*** DATA

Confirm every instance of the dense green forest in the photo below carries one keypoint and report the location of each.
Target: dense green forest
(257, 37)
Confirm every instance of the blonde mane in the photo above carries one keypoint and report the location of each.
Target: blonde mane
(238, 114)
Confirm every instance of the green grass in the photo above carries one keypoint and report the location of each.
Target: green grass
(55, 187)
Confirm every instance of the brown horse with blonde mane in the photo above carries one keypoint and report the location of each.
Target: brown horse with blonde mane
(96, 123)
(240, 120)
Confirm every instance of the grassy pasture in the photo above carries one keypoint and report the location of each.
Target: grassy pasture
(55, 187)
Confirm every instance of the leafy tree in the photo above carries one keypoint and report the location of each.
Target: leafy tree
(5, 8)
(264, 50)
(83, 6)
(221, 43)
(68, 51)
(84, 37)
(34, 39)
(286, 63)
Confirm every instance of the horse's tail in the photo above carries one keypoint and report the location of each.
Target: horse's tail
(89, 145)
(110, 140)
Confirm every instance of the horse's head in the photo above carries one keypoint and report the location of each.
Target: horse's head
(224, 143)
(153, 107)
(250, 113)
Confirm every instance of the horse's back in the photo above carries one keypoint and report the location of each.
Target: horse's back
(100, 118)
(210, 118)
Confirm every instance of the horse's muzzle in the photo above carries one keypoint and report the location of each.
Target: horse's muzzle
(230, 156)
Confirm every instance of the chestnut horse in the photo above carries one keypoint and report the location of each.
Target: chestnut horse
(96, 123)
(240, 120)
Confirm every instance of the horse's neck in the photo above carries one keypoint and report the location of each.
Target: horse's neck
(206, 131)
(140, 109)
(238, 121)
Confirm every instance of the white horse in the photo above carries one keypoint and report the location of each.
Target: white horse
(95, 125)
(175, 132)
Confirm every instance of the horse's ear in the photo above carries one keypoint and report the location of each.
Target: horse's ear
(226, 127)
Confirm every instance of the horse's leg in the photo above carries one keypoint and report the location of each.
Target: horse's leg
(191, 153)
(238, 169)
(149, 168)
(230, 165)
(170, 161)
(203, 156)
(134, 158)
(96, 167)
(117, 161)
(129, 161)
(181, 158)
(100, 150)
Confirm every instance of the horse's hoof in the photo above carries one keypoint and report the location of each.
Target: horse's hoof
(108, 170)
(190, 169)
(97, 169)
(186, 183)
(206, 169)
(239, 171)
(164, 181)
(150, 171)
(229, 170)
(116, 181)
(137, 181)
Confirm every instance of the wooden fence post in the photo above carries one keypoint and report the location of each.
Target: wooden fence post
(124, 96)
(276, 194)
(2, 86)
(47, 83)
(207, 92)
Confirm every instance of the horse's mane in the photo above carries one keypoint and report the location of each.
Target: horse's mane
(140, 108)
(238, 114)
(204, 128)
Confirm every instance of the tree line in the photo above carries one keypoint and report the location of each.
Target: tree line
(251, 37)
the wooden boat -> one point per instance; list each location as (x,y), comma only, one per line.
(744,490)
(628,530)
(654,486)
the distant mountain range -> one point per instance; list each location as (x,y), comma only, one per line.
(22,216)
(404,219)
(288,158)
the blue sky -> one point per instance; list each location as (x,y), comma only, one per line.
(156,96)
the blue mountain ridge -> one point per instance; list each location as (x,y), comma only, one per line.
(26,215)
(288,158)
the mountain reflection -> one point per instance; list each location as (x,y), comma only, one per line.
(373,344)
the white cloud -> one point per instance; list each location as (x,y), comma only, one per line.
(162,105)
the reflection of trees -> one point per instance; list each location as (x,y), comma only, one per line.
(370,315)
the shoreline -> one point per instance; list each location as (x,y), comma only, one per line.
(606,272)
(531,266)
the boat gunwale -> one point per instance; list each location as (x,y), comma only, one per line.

******

Produce the entries above once more, identical in every detail.

TASK RESPONSE:
Confirm every instance of the dense green forest in the photo below carries one keypoint and report the location of each.
Target: dense green forest
(257, 37)
Confirm every instance of the blonde mane in the photo above carries one keypoint and report the location of each.
Target: blonde mane
(238, 114)
Confirm every instance of the green grass in the photo above carries one keypoint and report the location of each.
Target: green grass
(55, 187)
Confirm every instance of the brown horse with blonde mane in the photo above carries one keypoint and report the location of each.
Target: brown horse with blonde mane
(96, 123)
(240, 120)
Confirm every instance of the grassy pasture in the photo above carries one keypoint and report the location of each.
Target: grassy pasture
(55, 187)
Confirm every instance of the leafy tree in the photo above carries one keypoint and report the location of each.
Target: leafy tree
(5, 8)
(264, 50)
(83, 6)
(221, 43)
(68, 51)
(84, 37)
(34, 39)
(286, 63)
Confirm every instance of the horse's tail in the photo above carries one keypoint and report the location of each.
Target: horse's tail
(89, 145)
(110, 140)
Confirm every instance of the horse's head in the photo above carries one keypoint and report the location of each.
Target: horse's head
(224, 143)
(153, 107)
(250, 113)
Confirm every instance of the horse's back in the photo above carries one keypoint and report the location of each.
Target: horse's back
(100, 118)
(210, 118)
Confirm every instance of the horse's muzzle in the photo above carries one keypoint and report the location of each.
Target: horse's muzzle
(230, 156)
Confirm every instance of the chestnut horse in the photo above carries one keypoint and report the location of each.
Target: chestnut horse
(96, 123)
(240, 120)
Confirm every instance of the horse's neck in the photo above carries one keypoint and report the location of each.
Target: horse's neck
(206, 131)
(140, 109)
(238, 121)
Confirm every instance of the white horse in the photo above carries one keypoint and report the location of each.
Target: white horse
(95, 125)
(175, 132)
Confirm every instance of the horse's ear in the photo above carries one keypoint and report the location of each.
Target: horse's ear
(226, 127)
Confirm every instance of the horse's leg in the photo above carries one keypoint and report the location of each.
Target: horse's leg
(191, 153)
(238, 169)
(149, 168)
(230, 165)
(170, 161)
(203, 156)
(134, 158)
(96, 167)
(117, 161)
(129, 161)
(181, 158)
(100, 150)
Confirm every instance of the horse's hoof in the photo above carries one keypoint and report the location of each.
Target: horse's hoof
(108, 170)
(190, 169)
(97, 169)
(186, 183)
(206, 169)
(239, 171)
(164, 181)
(150, 171)
(229, 170)
(116, 181)
(137, 181)
Confirm every instance of the wooden fence post in the photo above carries one keypoint and report the location of each.
Target: wooden fence post
(124, 96)
(276, 194)
(2, 86)
(47, 83)
(207, 92)
Confirm every instance of the horse's mane in the photo above carries one keypoint and report the location of each.
Target: horse's mane
(140, 108)
(238, 114)
(204, 128)
Confirm every instance of the tree line in the photo above carries one keypoint and report the location of each.
Target: tree line
(251, 37)
the wooden boat -> one point per instance; list each location as (x,y), comma only, one per line.
(744,490)
(628,530)
(654,486)
the distant mountain range -> one point per instance; list each location as (x,y), comma only, one per line.
(22,216)
(404,219)
(288,158)
the blue sky -> one point per instance; list each location as (x,y), comma only, one per line.
(156,96)
the blue mountain ridge -> one point per instance; list each location as (x,y), comma only, one per line.
(26,215)
(288,158)
the mountain reflection -> one point per instance; list each location as (x,y), comma only, one per line.
(373,344)
the white cloud -> one point per instance; list each location as (x,y), comma only, one per line.
(162,105)
the reflection of trees -> one point per instance; list each location as (x,y), comma only, one per line.
(370,315)
the shoreline -> one point per instance; list each location as (x,y), comma only, one per line.
(606,272)
(531,266)
the boat gunwale -> one point per instance; list each location as (x,y), comma only, one per line.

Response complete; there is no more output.